>> start Extract to read
Reconsideration of power to vary orders?

  1. I have already noted that counsel for Dr Bremner presented his opposition to the variation of the orders of 31 October 2019 as a matter of discretion rather than power. But in the course of preparing this judgment it occurred to me that the following statement by Griffith CJ, speaking for the Queensland Full Court, in Woods v Sheriff of Queensland (1895) 6 QLJ 163, might have been in point (at 164):

… when a judgment or order is pronounced or made after hearing both sides, it is a general rule that the court which pronounced the judgment or made the order cannot reverse or vary it. … this rule … in my opinion applies equally to all judgments and orders, whether final or interlocutory, and whether pronounced by the Full Court or by a single judge, and whether he is sitting in court or in chambers …

  1. The rule as expressed in his Honour’s language (“cannot”) is a limitation on the power of the court, not merely a matter of discretion. I have therefore thought it necessary to consider whether I might have erred in failing to satisfy myself that I actually had jurisdiction, in the light of the rule, to vary the orders in the way in which I did.

  2. The rule does not apply to all interlocutory orders made by a court following a full hearing. What it does is to prevent a party from challenging an earlier order on the ground that the order was incorrect in the circumstances in which it was made. The rule does not prevent a party from arguing that an earlier order should be discharged or varied because the circumstances have changed. It is therefore necessary to consider the nature of the proceedings in which the earlier order was made.

  3. Where a property is sold by a trustee for sale under an order of the Court, the quantification of the parties’ entitlements to the proceeds can be a complex and intricate task. That reflects its history, which has involved the interplay of various legal and equitable doctrines, as modified by statute.

  4. The remedy of appointing a trustee for sale derives from the partition suit procedure in Chancery. The NSW Act (the relevant provisions of which date from 1930) can be traced back to an Imperial Act of 1868 (Partition Act 1868 (Imp) (31 & 32 Vic c 40)), which in turn had replaced the Chancery procedure: see Pannizutti v Trask (1987) 10 NSWLR 531 at 538. In Forgeard v Shanahan (1994) 35 NSWLR 206, the Court of Appeal held that the rules formerly applicable in partition suits should be applied for the purpose of working out the parties’ allowances under the statutory trust. Those rules were complicated but gave an entitlement, in some circumstances, to recoup costs of repairs and improvements by the co-owner in occupation, usually limited to the consequentially increased value to the property, together with a possible counter-entitlement to an allowance for rent: Forgeard at 223C-224A.
>> end Extract to read
>> start Provided material
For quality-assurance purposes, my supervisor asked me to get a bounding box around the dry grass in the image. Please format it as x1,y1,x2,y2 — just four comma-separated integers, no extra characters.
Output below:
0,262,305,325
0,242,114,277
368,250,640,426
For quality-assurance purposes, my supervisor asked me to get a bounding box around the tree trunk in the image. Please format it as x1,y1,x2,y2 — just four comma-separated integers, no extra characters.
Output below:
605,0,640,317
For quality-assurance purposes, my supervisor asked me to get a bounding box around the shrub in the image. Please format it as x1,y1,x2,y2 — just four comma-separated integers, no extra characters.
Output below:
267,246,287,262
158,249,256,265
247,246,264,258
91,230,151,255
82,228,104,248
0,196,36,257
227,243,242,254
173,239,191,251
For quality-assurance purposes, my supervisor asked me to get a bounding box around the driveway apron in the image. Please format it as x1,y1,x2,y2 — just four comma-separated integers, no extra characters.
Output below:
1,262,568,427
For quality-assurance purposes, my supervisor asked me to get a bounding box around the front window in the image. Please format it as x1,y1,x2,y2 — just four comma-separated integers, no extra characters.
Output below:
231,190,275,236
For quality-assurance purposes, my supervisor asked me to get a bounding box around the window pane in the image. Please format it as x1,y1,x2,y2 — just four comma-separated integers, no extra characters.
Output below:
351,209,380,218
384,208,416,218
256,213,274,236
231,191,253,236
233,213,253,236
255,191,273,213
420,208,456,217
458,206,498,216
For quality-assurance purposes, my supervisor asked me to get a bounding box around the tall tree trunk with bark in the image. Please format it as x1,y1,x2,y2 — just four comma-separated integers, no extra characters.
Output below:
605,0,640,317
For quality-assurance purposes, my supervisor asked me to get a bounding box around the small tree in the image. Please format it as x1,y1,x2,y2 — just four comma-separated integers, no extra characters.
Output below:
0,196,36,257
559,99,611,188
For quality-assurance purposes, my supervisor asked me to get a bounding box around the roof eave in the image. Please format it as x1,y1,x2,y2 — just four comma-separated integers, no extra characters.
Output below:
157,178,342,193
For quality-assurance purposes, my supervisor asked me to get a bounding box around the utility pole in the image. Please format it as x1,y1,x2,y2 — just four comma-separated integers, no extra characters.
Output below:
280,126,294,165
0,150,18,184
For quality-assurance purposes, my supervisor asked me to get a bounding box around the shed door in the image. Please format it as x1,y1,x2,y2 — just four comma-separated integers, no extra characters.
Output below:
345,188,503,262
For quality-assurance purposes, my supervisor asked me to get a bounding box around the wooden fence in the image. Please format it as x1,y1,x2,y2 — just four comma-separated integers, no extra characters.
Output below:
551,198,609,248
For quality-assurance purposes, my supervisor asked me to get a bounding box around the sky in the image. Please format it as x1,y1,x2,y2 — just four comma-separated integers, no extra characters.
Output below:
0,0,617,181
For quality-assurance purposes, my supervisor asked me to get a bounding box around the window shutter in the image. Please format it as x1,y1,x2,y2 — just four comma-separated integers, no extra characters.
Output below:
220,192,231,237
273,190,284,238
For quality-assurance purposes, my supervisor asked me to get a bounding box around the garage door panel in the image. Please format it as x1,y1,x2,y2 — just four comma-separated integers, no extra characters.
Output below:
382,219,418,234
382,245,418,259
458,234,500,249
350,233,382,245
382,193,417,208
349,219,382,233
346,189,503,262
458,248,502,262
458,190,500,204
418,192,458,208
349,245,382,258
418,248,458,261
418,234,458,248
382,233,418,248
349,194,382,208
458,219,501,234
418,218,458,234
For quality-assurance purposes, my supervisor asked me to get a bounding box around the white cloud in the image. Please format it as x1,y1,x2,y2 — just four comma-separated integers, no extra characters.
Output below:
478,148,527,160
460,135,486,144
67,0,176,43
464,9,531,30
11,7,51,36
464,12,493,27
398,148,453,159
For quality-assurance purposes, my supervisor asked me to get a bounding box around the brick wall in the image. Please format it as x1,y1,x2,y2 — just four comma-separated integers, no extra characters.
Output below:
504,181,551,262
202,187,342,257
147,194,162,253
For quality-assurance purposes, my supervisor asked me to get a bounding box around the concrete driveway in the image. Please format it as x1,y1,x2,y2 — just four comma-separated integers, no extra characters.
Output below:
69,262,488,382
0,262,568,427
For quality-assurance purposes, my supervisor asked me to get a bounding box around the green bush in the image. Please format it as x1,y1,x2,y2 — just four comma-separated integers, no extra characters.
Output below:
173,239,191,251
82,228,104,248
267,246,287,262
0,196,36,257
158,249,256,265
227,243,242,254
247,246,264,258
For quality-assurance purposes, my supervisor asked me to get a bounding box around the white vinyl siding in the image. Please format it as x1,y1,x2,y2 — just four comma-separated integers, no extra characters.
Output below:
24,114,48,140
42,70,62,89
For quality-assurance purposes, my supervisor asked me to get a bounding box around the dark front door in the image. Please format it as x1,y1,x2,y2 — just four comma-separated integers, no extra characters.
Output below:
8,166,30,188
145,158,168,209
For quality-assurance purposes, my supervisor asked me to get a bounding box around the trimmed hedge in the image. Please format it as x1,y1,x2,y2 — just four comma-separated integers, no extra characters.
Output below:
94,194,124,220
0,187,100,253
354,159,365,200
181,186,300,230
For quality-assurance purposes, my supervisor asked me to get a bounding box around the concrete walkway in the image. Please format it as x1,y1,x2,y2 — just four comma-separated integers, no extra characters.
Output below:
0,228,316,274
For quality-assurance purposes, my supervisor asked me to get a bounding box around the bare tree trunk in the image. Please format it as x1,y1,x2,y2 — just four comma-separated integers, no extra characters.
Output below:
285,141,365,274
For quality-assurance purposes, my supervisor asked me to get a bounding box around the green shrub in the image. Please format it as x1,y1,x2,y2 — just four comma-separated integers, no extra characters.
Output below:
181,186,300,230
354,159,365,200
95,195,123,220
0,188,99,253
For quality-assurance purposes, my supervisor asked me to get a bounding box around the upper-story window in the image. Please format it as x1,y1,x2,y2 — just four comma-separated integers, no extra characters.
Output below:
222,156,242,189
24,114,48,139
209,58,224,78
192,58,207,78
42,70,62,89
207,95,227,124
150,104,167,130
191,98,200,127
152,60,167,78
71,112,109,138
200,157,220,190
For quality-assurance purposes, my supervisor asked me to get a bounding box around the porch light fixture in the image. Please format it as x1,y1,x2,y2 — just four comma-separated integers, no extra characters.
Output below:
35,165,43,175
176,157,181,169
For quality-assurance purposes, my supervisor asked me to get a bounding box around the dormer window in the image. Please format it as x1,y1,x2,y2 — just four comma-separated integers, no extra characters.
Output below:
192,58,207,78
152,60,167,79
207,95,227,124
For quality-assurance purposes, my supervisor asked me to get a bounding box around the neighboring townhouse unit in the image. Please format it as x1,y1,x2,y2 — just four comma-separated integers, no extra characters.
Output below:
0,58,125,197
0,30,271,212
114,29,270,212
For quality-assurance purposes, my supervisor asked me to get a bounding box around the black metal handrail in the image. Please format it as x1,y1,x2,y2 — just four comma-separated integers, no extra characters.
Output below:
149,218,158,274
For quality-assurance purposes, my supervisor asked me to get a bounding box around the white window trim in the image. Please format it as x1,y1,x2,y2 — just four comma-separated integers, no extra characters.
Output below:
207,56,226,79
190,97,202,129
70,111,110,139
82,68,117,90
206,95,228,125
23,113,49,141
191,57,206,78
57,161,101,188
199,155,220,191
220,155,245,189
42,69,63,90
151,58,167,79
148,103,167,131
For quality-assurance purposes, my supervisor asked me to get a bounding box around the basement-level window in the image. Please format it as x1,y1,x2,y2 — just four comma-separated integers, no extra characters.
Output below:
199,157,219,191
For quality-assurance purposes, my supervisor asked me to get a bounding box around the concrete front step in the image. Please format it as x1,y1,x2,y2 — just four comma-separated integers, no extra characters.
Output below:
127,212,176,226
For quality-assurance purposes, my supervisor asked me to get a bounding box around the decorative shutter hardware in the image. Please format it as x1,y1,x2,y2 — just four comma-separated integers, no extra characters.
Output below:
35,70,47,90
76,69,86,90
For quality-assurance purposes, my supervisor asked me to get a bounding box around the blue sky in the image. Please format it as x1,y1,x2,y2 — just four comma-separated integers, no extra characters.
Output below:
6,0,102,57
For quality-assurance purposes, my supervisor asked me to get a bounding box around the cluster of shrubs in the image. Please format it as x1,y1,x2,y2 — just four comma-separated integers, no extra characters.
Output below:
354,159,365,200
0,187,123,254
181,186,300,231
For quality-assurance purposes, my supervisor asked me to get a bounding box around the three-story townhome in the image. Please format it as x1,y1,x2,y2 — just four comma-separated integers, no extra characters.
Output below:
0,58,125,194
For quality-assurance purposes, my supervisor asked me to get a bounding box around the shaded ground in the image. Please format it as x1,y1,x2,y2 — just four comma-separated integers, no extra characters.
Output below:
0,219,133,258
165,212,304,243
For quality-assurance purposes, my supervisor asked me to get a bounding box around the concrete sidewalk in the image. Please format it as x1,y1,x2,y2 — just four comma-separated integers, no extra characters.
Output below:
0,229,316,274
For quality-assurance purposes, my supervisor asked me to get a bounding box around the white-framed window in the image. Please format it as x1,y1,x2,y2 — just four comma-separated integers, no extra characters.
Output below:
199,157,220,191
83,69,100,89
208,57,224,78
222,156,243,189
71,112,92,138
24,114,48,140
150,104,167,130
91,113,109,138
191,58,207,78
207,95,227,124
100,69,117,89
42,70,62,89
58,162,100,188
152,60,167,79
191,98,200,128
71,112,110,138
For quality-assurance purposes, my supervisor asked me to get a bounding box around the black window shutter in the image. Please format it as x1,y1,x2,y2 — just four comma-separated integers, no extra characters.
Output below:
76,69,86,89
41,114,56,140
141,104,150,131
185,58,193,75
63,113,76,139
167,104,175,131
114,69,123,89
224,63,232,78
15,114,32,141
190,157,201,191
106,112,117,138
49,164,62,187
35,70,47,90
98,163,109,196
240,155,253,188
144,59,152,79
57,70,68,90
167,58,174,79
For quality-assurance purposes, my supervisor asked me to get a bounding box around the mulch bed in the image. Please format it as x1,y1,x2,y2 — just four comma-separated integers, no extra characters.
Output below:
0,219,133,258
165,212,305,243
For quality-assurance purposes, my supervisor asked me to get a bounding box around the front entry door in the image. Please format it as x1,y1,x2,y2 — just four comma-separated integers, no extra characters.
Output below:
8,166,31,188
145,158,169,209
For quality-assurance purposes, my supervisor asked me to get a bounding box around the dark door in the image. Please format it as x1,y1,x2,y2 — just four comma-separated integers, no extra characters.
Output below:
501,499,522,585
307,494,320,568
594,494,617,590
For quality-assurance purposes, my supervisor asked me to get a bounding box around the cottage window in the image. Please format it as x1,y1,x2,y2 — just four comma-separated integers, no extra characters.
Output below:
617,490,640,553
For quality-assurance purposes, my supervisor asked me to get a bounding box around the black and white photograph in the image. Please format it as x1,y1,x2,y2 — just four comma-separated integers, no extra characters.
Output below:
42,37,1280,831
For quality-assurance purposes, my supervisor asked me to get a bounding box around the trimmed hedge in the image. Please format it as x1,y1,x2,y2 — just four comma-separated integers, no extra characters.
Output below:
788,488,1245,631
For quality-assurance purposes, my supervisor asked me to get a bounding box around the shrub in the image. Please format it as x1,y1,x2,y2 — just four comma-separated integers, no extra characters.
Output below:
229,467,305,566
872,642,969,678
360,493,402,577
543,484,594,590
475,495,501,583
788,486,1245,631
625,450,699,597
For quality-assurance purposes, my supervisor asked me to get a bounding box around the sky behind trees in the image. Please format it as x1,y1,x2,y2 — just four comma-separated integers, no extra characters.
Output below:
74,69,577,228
>> end Provided material
## What to do
**a)** Translate this sentence from the judgment extract on varying court orders into Spanish: "The rule does not prevent a party from arguing that an earlier order should be discharged or varied because the circumstances have changed."
**b)** Write the next part of the judgment extract on varying court orders, picking up after its final sentence.

## The replies
**a)** La regla no impide que una parte sostenga que una orden anterior debe dejarse sin efecto o modificarse porque las circunstancias han cambiado.

**b)**
  5. There were also overlapping legal and equitable entitlements which existed independently of partition but could be taken into account as part of the accounting process in a partition suit. One was the right of a co-owner not in occupation to an account of the income derived from the property by the co-owner in occupation: Forgeard at 221F-222D; but cf Ryan v Dries (2002) 10 BPR 19,497 at [64]-[65], Callow v Rupchev (2009) 14 BPR 98410 at [30]-[36]. Another was where one of the co-owners satisfied an obligation deriving from ownership of the property, such as rates or mortgage repayments, for which both had been liable. In that case the co-owner’s entitlement to equitable contribution could be taken into account: Forgeard at 224F.

  6. In Groch v Knights (2018) 19 BPR 38,869, I expressed the view that the Court could make an order for sale without specifying exhaustively how the proceeds would eventually be divided up, on the basis that the accounting process could be the subject of later directions to the trustee for sale. But in saying this, I did not intend to convey that the Court has some sort of ongoing right to adjust the parties’ rights as it sees fit. The statutory definition of the trusts, powers and provisions to be declared by the Court refers to their being such as are “requisite for giving effect to the rights of the co-owners” (see s 66F and Groch at [38]-[39]). It is clear since Forgeard that the reference to “rights” is to entitlements under established legal and equitable doctrines. In Groch, I had in mind only that the process of quantifying the parties’ entitlements did not have to be defined at the outset and could be left to later determination.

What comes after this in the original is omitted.